### ФРАГМЕНТ ТЕКСТА
Положим, к своей наиболее естественной картине он чересчур строг, вплоть до «Зеркала» она осталась его лучшей, во всяком случае, самой искренней, ничем не опосредованной лентой. Но правда в другом: метафоры не выразили состояние, владеющее душой ребенка, а подкрепили его. Выразить досталось — актеру Николаю Бурляеву в роли Ивана. Для сотрясающей душу Ивана боли нет и не может быть образного эквивалента. Но передать боль можно и иначе — иносказательно. И — вот парадокс! — как только предпринимается попытка истолковать картину аллегорически, она под пером толкователя становится страшно плоской. Обратная ситуация — с Параджановым: по видимости простой, «вертепный» мир его зрелых лент как бы вбирает символические значения образов, до конца не порывая с аллегоризмом, но сообщая зрителю ощущение глубины, открытой для толкования. Так было в «Цвете граната», так осталось — полемически — и в «Ашик-Керибе».

Природа атмосферы «Иванова детства» — сновидческая. Принципиально разорвав действие ленты на явь и сны, Тарковский, в сущности, задал ключевой сюжетный, а не только образный код своих последующих фильмов — вплоть до «Жертвоприношения». Только после «Иванова детства» между сном и явью есть промежуточные фазы пробуждения. Пробуждение Ивана — катастрофично, и потому предшествующий ему и многократно описанный эпизод — не вполне сон, скорее, начало кошмара, значимое именно в силу того, что контрастирует с начальной безмятежностью, открытостью миру Матери и беспримесной любовью. Трудно переоценить то, что сделал Тapковский: он переосмыслил или, если угодно, взорвал канонический образ ребенка в советском послевоенном кино: мальчик — это маленький мужчина, вынужденный воевать вместе со взрослыми и сам стремительно, до срока взрослеющий, вступающий на место как бы уже потенциально убитых отцов. Поскольку такие малыши пришли в кино (и свое время) прямо «из жизни», из коллективного и коллективистского опыта сопротивления, когда один за всех — все за одного, детишки эти были увидены глазами взрослых — уважительно, как равные себе, как товарищи по борьбе. Ад, творящийся в душе мальчишки, увиденного глазами такого же, только подросшего ребенка (Гальцева), фабульно был мотивирован и оправдан войной, смертью матери, отсылающими к сюжетным обстоятельствам рассказа В. Богомолова. Но беспримесно трагическое мироощущение режиссера связано, мне кажется, с тем, что Иван остается в замкнутом круге мести и ждет смерти, как искупления, неведомого ему самому и, возможно, по христианской традиции, несущего избавление. А получает — казнь. Сны сбываются. И еще страшнее: в этой системе ценностей, оставшейся после смерти матери, есть только честные палачи — и предатели (в этом фильме им места нет, они появятся в «Рублеве»). Безумие старика на развалинах — эксцесс, избыточность «плана выражения».

### НАБОР ДАННЫХ
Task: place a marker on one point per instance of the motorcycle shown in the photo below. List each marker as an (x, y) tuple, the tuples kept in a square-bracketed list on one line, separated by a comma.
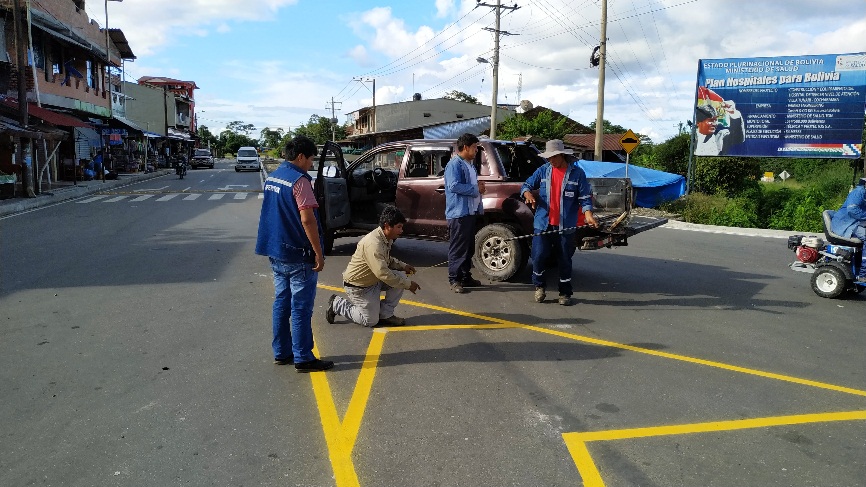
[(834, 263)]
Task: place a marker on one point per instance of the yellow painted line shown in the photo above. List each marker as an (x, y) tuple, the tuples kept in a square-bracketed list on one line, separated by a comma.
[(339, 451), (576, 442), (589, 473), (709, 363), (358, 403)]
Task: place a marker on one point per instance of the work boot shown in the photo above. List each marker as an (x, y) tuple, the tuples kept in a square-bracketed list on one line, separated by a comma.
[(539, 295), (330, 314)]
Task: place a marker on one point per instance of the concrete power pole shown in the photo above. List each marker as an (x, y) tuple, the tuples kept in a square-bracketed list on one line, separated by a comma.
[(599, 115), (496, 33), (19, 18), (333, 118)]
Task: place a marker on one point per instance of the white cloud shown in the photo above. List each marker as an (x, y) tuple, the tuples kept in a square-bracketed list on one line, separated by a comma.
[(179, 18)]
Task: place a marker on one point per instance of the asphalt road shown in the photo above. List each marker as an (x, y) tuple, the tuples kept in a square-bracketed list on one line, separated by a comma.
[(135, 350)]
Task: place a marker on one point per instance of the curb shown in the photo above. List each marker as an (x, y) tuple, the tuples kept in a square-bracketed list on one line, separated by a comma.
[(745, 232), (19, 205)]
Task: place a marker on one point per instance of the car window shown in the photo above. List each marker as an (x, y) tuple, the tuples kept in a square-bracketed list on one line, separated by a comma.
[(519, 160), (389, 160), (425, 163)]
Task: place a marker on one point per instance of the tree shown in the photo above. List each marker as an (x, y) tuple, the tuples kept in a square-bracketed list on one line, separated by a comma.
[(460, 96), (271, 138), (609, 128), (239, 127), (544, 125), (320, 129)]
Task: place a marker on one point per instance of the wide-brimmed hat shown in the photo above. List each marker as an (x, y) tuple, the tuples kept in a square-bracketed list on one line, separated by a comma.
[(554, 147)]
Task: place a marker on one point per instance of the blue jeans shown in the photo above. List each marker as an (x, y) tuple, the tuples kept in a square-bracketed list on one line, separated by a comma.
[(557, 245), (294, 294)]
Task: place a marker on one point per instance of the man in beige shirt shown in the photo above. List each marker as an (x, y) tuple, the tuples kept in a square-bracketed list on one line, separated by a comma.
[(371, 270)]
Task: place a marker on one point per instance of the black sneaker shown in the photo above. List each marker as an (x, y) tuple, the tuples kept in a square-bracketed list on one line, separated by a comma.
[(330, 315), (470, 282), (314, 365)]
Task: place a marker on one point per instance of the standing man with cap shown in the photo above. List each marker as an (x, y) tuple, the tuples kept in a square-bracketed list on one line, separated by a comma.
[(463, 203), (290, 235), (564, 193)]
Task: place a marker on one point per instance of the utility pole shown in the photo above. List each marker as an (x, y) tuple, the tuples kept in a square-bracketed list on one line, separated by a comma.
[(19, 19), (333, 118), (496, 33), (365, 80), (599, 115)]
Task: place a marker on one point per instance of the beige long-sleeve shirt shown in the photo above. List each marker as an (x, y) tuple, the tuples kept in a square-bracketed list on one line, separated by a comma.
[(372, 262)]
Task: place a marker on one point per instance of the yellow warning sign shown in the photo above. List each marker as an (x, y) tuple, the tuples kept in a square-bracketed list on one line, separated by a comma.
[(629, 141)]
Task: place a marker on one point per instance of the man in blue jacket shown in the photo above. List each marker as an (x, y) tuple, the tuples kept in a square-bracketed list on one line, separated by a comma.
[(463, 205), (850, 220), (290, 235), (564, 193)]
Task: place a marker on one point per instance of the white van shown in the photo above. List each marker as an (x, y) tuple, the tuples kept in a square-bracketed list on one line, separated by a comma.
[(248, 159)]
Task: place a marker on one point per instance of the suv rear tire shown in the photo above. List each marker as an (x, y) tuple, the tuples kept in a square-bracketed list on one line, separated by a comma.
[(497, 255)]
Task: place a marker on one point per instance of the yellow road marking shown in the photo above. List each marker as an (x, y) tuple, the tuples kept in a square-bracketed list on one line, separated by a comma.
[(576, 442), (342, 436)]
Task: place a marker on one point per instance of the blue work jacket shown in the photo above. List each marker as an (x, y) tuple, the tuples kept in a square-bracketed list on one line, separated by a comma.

### ЗАДАНИЯ
1. Какой актер исполнил роль Ивана, согласно фрагменту о фильме «Иваново детство»?
2. Выпишите все названия фильмов, которые упоминаются во фрагменте о «Ивановом детстве».
3. Допишите следующую часть фрагмента о «Ивановом детстве», начиная сразу после его последнего предложения.

### ОТВЕТЫ К ЗАДАНИЯМ
1. Николай Бурляев.

2. «Зеркало», «Цвет граната», «Ашик-Кериб», «Иваново детство», «Жертвоприношение», «Рублев».

3.
Экспрессивной метафорики картины с ее ключевой темой убитой, попранной природы могло бы и не быть, или она могла бы быть другой, не столь символической (черное дерево, мост и землянка из срубленных берез, мертвый лее, горчащий из воды во время переправы, и т.д. — все многократно описано и проанализировано). Но ощущение невыносимой непоправимости происходящего, отчаянное сопротивление ей во снах и полнейшее отсутствие каких-либо переходных фаз, ступеней между абсолютным светом (где все пронизано Матерью, но нет никакой поддержки извне) и абсолютной тьмой (где героя пытаются опекать чуть ли не все подряд, но никто не может ему помочь) появилось сразу. Это почувствовали и об этом написали все, кто хоть сколько-нибудь попытался объяснить степень и характер трагедийности «Иванова детства». Тем не менее все-таки ретроспективно восторжествовало объяснение исповедальное, «лирическое»: Иван — alter ego режиссера.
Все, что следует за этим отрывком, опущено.